__THE PROBLEM__.
Write out each of the rows below word for word, without changing anything.

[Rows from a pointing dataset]
□ □ □ □ □

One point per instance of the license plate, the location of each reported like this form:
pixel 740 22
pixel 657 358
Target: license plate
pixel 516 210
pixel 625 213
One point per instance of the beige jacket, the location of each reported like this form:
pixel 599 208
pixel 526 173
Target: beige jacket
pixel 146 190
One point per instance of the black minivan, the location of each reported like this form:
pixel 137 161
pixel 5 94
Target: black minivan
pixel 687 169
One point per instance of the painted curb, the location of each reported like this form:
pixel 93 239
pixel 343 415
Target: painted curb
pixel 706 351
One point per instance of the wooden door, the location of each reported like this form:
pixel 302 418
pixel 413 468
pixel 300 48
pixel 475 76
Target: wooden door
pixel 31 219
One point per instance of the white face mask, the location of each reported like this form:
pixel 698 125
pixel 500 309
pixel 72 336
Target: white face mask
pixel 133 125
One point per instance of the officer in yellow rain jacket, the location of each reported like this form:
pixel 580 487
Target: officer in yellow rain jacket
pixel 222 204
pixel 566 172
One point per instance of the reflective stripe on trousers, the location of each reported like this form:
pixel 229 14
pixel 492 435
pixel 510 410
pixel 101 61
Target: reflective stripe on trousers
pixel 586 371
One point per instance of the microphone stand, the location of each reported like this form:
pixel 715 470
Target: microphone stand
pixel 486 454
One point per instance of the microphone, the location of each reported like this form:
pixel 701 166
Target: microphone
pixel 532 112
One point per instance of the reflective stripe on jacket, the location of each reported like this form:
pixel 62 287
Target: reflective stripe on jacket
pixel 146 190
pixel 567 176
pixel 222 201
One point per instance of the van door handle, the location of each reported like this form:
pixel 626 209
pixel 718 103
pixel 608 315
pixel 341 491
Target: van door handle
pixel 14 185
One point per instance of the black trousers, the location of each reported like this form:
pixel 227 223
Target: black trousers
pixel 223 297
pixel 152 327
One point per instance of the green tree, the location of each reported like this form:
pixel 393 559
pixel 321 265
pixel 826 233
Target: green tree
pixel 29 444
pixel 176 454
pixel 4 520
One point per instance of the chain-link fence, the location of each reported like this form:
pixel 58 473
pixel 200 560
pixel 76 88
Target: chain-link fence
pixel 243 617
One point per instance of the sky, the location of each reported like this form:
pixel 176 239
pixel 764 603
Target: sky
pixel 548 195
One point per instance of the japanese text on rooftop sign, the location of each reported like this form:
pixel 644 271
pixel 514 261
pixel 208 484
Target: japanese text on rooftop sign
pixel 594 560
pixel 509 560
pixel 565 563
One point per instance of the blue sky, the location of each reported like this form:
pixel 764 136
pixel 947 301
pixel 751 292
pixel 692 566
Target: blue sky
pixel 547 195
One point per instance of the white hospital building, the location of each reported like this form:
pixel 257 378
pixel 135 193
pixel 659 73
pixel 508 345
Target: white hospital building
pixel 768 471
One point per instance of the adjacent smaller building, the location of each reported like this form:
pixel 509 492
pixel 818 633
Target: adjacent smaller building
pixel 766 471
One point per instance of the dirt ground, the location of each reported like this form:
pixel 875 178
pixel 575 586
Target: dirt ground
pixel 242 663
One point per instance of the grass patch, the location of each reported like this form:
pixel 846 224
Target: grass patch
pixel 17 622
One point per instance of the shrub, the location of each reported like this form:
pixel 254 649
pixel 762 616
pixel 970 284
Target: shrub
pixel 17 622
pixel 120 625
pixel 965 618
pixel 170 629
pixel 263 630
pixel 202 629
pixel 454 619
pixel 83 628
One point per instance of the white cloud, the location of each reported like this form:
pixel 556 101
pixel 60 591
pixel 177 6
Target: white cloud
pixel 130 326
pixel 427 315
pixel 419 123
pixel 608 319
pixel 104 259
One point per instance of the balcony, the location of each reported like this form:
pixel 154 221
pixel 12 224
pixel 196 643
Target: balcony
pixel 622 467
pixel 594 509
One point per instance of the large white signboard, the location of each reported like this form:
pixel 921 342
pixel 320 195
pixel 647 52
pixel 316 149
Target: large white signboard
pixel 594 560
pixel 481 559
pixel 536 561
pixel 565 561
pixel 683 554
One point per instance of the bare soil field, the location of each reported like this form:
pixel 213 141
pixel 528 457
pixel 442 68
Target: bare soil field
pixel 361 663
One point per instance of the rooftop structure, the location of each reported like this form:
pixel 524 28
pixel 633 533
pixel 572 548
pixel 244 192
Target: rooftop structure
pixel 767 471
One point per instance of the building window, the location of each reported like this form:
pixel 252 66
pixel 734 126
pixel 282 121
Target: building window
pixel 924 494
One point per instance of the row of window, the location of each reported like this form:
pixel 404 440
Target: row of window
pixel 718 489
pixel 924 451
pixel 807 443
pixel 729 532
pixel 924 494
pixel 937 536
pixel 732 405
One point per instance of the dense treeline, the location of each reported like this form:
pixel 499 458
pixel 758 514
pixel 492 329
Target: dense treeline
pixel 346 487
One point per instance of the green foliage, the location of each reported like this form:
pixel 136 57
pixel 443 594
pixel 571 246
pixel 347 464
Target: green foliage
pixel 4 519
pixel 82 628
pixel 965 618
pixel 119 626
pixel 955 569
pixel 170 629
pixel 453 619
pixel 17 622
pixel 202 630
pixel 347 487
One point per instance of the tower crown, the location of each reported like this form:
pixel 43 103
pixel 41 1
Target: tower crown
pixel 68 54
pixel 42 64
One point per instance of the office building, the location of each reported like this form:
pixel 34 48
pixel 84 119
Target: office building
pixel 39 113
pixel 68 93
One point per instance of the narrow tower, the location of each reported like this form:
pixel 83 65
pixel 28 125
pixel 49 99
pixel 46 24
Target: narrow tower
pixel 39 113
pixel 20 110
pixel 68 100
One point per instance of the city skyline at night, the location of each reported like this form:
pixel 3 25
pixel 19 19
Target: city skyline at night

□ □ □ □ □

__RESULT BELOW__.
One point per instance of the license plate, the location of each reported like this form:
pixel 740 22
pixel 657 358
Target: license plate
pixel 516 210
pixel 625 213
One point per instance of the beige jacket, the location of each reported like this form:
pixel 599 208
pixel 526 173
Target: beige jacket
pixel 146 190
One point per instance of the black minivan, the location of each reported like this form:
pixel 137 161
pixel 5 94
Target: black minivan
pixel 687 169
One point per instance of the painted curb, the location of each reported like this form:
pixel 93 239
pixel 343 415
Target: painted curb
pixel 706 351
One point per instance of the wooden door, the location of each reported like this form:
pixel 302 418
pixel 413 468
pixel 300 48
pixel 475 76
Target: wooden door
pixel 31 219
One point per instance of the white face mask, the location of each reported like this form:
pixel 698 125
pixel 500 309
pixel 72 336
Target: white face mask
pixel 133 125
One point per instance of the officer in yellow rain jacket, the location of each reported like this form:
pixel 580 487
Target: officer in yellow rain jacket
pixel 222 204
pixel 566 172
One point per instance of the reflective stripe on trousers, the location of each reported like this form:
pixel 229 14
pixel 492 435
pixel 510 410
pixel 101 61
Target: reflective stripe on trousers
pixel 586 371
One point per instance of the microphone stand, the location of each reported like this form:
pixel 715 470
Target: microphone stand
pixel 486 454
One point per instance of the microphone, the location of each reported like this form:
pixel 701 166
Target: microphone
pixel 532 112
One point per instance of the reflective stripe on jacket, the location of each reported like this form:
pixel 62 287
Target: reflective stripe on jacket
pixel 146 190
pixel 567 176
pixel 222 201
One point per instance of the van door handle, the location of each reported like this form:
pixel 626 209
pixel 718 103
pixel 608 315
pixel 341 491
Target: van door handle
pixel 14 185
One point per instance of the black trousers, the location of each reported like this form:
pixel 227 223
Target: black trousers
pixel 223 297
pixel 152 327
One point per instance of the green tree, the location of each reported like this form:
pixel 393 559
pixel 321 265
pixel 826 233
Target: green tree
pixel 29 444
pixel 176 454
pixel 4 520
One point per instance of the chain-link fence, the location of each reported like this form:
pixel 58 473
pixel 200 560
pixel 76 88
Target: chain-link fence
pixel 243 617
One point per instance of the sky, the location of each reported like this form:
pixel 176 239
pixel 764 603
Target: sky
pixel 548 195
One point per instance of the japanese text on rooftop sign, the location of each reported like this form:
pixel 644 271
pixel 514 261
pixel 208 484
Target: japanese text on rooftop sign
pixel 594 560
pixel 509 560
pixel 565 563
One point per instance of the blue sky, the location of each reported like this form:
pixel 764 136
pixel 947 301
pixel 751 292
pixel 692 566
Target: blue sky
pixel 547 195
One point per instance of the white hospital building, the location of each reported like this form:
pixel 257 378
pixel 135 193
pixel 659 73
pixel 508 345
Target: white hospital building
pixel 768 471
One point per instance of the adjacent smaller building, the location of each reported like this form:
pixel 509 492
pixel 818 633
Target: adjacent smaller building
pixel 766 471
One point per instance of the dirt ground, the location of each reported like this form:
pixel 875 178
pixel 575 586
Target: dirt ground
pixel 242 663
One point per instance of the grass patch, the location of each reported like this form:
pixel 846 224
Target: grass patch
pixel 17 622
One point per instance of the shrub, the location of each reported like this form:
pixel 254 649
pixel 762 616
pixel 970 284
Target: shrub
pixel 17 622
pixel 120 625
pixel 965 618
pixel 170 629
pixel 263 630
pixel 202 629
pixel 454 619
pixel 83 628
One point per instance of the white cloud, the location of each reported like this form:
pixel 556 101
pixel 60 591
pixel 177 6
Target: white cloud
pixel 130 326
pixel 427 315
pixel 419 123
pixel 608 319
pixel 104 259
One point per instance of the balcony, the location of each reported like this form:
pixel 154 221
pixel 12 224
pixel 196 643
Target: balcony
pixel 622 467
pixel 594 509
One point per instance of the large white signboard, the location of each reported like this form:
pixel 921 342
pixel 320 195
pixel 647 52
pixel 316 149
Target: large white signboard
pixel 594 560
pixel 481 559
pixel 536 561
pixel 565 561
pixel 683 554
One point per instance of the bare soil field, the location of each reported like this form:
pixel 213 141
pixel 528 457
pixel 442 68
Target: bare soil field
pixel 361 663
One point per instance of the rooftop structure, the location of each reported like this form:
pixel 524 28
pixel 633 533
pixel 572 548
pixel 244 192
Target: rooftop structure
pixel 767 471
One point per instance of the building window, the location of each reported like this form:
pixel 252 66
pixel 734 126
pixel 282 121
Target: building window
pixel 924 494
One point per instance of the row of window, the location of each reported like this form:
pixel 404 440
Target: row of window
pixel 718 489
pixel 924 451
pixel 807 443
pixel 729 532
pixel 924 494
pixel 937 536
pixel 732 405
One point per instance of the dense treeline, the location of each reported like this form:
pixel 499 458
pixel 758 514
pixel 492 329
Target: dense treeline
pixel 346 487
One point per instance of the green foliage, the location of each reported like this form:
pixel 136 57
pixel 443 594
pixel 571 246
pixel 347 464
Target: green foliage
pixel 4 519
pixel 82 628
pixel 965 618
pixel 119 626
pixel 955 569
pixel 170 629
pixel 453 619
pixel 17 622
pixel 202 630
pixel 347 487
One point per instance of the tower crown, the location of each reported like this form:
pixel 43 103
pixel 41 1
Target: tower crown
pixel 68 54
pixel 42 64
One point per instance of the office building, the location of each reported like this form:
pixel 34 48
pixel 84 119
Target: office building
pixel 39 113
pixel 68 93
One point per instance of the narrow tower, the location of each reported like this form:
pixel 83 65
pixel 28 125
pixel 49 99
pixel 46 24
Target: narrow tower
pixel 39 113
pixel 20 110
pixel 68 100
One point per instance of the city skyline at night, the location of each reported like this form:
pixel 3 25
pixel 19 19
Target: city skyline at night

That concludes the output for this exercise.